Metin Bölümü.
Danıştay Kararı 1. Daire 2010/1286 E. 2010/1630 K. 27.10.2010 T.

1. Daire         2010/1286 E.  ,  2010/1630 K.
T.C.
D A N I Ş T A Y
BİRİNCİ DAİRE
Esas No : 2010/1286
Karar No : 2010/1630

K A R AR

Hakkında Ön İnceleme Yapılan : … – … Bakanlığı İş Teftiş Kurulu … Grup Başkanı

İtiraz Edilen Karar : Hakkında ön inceleme yapılan için soruşturma izni verilmemesine ilişkin … Bakanının … tarih ve … sayılı kararı
Karara İtiraz Eden : Şikayetçi … vekili Av….

Görev Tanımı 1. Danıştay kararının "Hakkında Ön İnceleme" ifadesinden başlayıp "Şikayetçi … vekili Av…." ifadesine kadar, bu ifade de dahil olmak üzere, olan kısmını hiçbir değişiklik yapmadan yazın.
Metin ile kayıtların birbiriyle bir bağlantısı yoktur.

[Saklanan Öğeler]
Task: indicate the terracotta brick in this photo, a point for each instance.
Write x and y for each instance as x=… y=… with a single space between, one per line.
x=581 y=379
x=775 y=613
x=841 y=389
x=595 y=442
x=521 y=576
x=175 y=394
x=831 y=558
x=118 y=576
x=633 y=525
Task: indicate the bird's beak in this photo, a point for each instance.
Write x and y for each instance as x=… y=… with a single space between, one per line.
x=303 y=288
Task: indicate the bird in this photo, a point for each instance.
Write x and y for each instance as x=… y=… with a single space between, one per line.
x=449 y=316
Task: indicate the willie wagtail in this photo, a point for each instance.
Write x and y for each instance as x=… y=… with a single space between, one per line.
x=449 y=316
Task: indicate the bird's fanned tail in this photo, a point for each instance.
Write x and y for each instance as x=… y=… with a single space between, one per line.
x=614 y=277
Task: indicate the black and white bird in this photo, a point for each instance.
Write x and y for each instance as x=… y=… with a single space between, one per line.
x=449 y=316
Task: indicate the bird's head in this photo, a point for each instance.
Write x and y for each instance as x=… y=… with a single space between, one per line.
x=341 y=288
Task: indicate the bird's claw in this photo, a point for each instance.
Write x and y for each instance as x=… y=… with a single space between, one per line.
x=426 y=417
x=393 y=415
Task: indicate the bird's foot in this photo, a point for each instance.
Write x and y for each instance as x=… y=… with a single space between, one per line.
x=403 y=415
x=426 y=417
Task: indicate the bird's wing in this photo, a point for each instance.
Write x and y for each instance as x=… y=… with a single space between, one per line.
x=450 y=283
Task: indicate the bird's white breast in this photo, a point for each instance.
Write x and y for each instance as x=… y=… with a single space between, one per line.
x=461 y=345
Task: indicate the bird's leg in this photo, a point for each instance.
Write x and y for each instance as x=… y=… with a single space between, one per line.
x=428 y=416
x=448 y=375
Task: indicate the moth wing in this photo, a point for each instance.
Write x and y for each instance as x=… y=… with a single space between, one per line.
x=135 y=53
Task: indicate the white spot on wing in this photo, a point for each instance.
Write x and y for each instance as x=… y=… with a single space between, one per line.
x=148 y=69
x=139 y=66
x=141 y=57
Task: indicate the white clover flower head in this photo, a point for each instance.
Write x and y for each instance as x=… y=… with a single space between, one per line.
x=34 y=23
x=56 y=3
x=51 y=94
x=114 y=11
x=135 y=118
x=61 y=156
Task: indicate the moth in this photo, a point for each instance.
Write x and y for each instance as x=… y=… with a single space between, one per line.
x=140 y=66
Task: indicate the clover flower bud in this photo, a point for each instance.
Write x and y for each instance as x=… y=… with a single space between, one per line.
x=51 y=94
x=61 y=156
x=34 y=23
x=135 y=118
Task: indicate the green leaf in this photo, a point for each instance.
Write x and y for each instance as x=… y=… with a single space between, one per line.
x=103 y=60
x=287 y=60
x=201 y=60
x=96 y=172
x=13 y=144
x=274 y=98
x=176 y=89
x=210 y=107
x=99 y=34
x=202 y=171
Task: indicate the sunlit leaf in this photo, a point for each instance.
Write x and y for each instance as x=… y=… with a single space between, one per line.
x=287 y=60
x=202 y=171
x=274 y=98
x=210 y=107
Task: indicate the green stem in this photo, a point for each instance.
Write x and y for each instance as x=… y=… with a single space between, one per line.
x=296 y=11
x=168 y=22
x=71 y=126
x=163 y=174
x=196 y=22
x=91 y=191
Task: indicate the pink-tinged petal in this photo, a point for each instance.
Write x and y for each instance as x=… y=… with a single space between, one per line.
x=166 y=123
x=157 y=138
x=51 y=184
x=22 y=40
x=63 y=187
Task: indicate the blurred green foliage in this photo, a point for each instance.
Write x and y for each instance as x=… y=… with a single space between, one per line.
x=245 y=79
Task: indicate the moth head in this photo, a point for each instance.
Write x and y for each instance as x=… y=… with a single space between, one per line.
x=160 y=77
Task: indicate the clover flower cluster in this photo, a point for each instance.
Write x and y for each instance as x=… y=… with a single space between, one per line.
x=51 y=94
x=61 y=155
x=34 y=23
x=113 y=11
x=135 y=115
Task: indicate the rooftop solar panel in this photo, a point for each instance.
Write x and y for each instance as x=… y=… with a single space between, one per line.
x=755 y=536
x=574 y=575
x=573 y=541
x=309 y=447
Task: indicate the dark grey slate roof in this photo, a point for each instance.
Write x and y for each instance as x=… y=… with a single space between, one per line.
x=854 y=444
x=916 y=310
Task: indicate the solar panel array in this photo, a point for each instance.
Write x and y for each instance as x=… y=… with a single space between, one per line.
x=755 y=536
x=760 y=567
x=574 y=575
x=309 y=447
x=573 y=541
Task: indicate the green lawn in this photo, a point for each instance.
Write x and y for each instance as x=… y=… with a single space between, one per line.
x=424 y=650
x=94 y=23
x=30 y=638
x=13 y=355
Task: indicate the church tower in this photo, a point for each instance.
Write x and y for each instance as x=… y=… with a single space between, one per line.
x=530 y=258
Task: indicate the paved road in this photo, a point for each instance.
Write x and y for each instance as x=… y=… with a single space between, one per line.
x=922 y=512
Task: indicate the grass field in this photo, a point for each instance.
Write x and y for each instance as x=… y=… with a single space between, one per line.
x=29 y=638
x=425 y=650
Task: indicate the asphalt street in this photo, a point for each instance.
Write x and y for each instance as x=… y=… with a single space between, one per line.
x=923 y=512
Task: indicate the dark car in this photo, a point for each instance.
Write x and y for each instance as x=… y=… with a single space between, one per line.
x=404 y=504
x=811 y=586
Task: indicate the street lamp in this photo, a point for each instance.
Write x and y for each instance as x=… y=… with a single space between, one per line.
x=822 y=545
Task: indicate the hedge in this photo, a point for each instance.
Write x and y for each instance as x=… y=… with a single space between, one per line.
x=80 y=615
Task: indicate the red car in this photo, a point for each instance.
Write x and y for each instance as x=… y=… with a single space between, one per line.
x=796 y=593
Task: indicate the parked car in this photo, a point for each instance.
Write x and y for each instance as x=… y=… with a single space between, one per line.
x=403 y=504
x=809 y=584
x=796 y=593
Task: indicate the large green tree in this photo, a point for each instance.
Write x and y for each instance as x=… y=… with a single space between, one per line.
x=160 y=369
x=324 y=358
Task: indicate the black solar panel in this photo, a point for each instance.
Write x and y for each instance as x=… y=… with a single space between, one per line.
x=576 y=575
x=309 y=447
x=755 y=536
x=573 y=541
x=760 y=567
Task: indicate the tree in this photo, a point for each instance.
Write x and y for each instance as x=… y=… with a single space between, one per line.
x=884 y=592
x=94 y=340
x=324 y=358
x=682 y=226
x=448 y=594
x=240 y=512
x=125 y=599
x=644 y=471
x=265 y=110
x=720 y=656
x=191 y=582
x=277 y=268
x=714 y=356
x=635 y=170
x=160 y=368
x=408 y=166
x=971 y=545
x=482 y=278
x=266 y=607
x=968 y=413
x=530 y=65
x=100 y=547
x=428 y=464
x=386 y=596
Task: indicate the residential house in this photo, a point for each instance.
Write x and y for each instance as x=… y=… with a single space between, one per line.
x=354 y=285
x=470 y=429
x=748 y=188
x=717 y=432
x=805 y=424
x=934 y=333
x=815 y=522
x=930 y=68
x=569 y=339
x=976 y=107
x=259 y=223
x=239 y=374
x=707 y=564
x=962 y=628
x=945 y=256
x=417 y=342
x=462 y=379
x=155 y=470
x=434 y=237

Görev Tanımı 2. Lütfen kayıtlarda "Task: indicate the clover flower cluster" geçen satırdan "x=811 y=586" geçen satıra kadar, bu satır da dahil olmak üzere, olan satırları "indicate" yerine "mark" koyarak ve başka hiçbir şeyi değiştirmeden yeniden yazın. Yalnızca bu satırları verin.

Çözümlü Yanıt 1.
Hakkında Ön İnceleme Yapılan : … – … Bakanlığı İş Teftiş Kurulu … Grup Başkanı

İtiraz Edilen Karar : Hakkında ön inceleme yapılan için soruşturma izni verilmemesine ilişkin … Bakanının … tarih ve … sayılı kararı
Karara İtiraz Eden : Şikayetçi … vekili Av….

Çözümlü Yanıt 2.
Task: mark the clover flower cluster in this photo, a point for each instance.
Write x and y for each instance as x=… y=… with a single space between, one per line.
x=51 y=94
x=61 y=155
x=34 y=23
x=113 y=11
x=135 y=115
Task: mark the rooftop solar panel in this photo, a point for each instance.
Write x and y for each instance as x=… y=… with a single space between, one per line.
x=755 y=536
x=574 y=575
x=573 y=541
x=309 y=447
Task: mark the dark grey slate roof in this photo, a point for each instance.
Write x and y for each instance as x=… y=… with a single space between, one per line.
x=854 y=444
x=916 y=310
Task: mark the solar panel array in this photo, a point for each instance.
Write x and y for each instance as x=… y=… with a single space between, one per line.
x=755 y=536
x=760 y=567
x=574 y=575
x=309 y=447
x=573 y=541
Task: mark the green lawn in this photo, a point for each instance.
Write x and y for each instance as x=… y=… with a single space between, one per line.
x=424 y=650
x=94 y=23
x=30 y=638
x=13 y=355
Task: mark the church tower in this photo, a point for each instance.
Write x and y for each instance as x=… y=… with a single space between, one per line.
x=530 y=258
Task: mark the paved road in this photo, a point for each instance.
Write x and y for each instance as x=… y=… with a single space between, one per line.
x=922 y=512
Task: mark the grass field in this photo, a point for each instance.
Write x and y for each instance as x=… y=… with a single space between, one per line.
x=29 y=638
x=425 y=650
Task: mark the asphalt street in this photo, a point for each instance.
Write x and y for each instance as x=… y=… with a single space between, one per line.
x=923 y=512
Task: mark the dark car in this photo, a point for each instance.
Write x and y for each instance as x=… y=… with a single space between, one per line.
x=404 y=504
x=811 y=586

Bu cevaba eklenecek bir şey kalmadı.